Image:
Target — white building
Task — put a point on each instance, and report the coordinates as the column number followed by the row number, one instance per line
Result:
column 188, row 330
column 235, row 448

━━━━

*Exercise aim*
Please format the listing above as a two-column CSV with the header input,output and one row per entry. Put each field in double quotes and replace any line breaks with spaces.

*Response*
input,output
"Image: Target — white building Task — put a point on each instance, and report the coordinates as the column number followed by the row number, one instance per line Result:","column 188, row 330 column 235, row 448"